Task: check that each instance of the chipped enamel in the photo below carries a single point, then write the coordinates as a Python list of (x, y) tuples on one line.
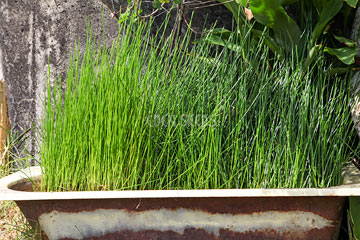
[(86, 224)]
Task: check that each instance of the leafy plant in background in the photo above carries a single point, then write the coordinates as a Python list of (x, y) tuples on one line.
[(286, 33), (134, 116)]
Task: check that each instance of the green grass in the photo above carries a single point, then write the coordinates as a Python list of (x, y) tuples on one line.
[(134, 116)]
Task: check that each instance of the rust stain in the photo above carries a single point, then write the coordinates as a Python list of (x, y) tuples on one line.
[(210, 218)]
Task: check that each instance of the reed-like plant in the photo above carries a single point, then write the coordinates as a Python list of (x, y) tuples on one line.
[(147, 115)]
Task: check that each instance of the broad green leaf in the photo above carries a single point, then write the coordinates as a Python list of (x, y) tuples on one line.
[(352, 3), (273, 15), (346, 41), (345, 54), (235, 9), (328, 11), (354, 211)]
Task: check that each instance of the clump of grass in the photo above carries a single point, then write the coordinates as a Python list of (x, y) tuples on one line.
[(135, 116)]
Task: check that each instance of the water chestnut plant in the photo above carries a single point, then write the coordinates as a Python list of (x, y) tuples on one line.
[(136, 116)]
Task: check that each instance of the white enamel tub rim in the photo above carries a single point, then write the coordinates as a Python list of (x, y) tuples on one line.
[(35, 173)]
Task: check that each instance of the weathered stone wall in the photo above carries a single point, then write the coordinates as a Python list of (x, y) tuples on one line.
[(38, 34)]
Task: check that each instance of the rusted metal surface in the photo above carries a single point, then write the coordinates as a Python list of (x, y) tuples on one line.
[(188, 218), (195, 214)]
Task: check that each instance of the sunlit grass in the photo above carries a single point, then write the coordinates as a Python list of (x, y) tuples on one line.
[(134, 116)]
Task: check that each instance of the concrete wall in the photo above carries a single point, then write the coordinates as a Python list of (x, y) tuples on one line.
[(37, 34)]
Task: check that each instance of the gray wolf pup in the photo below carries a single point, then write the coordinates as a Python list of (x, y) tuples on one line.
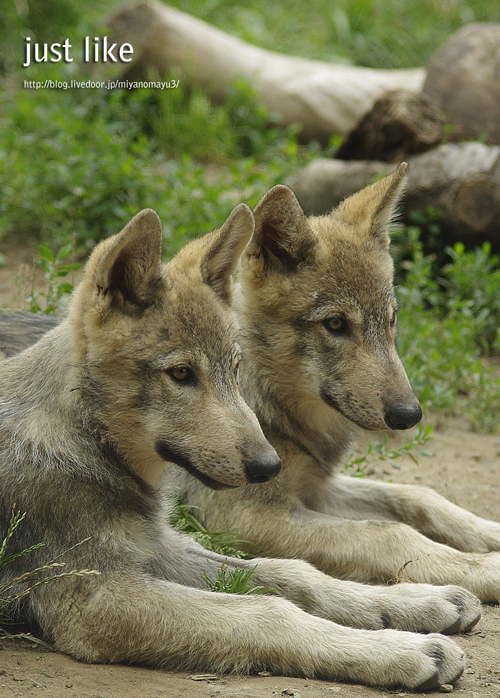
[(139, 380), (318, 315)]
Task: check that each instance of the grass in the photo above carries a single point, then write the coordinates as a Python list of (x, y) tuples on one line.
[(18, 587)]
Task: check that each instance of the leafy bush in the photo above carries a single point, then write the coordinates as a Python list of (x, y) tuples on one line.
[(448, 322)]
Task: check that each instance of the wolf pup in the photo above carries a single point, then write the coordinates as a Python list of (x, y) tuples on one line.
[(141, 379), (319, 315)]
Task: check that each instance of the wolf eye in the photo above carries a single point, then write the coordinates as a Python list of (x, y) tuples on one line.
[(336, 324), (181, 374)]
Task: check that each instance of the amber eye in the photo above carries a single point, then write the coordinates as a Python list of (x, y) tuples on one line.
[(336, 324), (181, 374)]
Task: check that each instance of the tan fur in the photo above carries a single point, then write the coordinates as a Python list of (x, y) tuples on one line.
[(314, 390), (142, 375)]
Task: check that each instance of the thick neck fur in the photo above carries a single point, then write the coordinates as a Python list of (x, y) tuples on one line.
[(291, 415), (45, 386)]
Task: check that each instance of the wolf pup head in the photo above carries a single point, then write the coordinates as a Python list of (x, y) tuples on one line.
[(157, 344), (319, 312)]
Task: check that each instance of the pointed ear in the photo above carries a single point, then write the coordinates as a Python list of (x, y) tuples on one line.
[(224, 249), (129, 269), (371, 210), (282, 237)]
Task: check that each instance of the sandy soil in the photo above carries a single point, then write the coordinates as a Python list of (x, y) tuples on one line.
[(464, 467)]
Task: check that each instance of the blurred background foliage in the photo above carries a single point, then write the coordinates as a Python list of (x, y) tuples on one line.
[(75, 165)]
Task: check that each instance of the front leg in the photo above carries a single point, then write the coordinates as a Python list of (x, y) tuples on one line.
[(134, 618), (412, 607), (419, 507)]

++++

SHORT EXERCISE:
Take the lines of the entries from the one containing "Task: check that each instance of the tan" through the one containing "[(314, 390), (142, 375)]" and format them as a JSON list of strings, one string per line, leaving out any blank lines.

WRITTEN SOLUTION:
[
  "Task: check that each instance of the tan fur in the photo above carries a single point, then write the coordinates as a Python list of (x, y) tuples on one line.",
  "[(314, 390), (142, 375)]"
]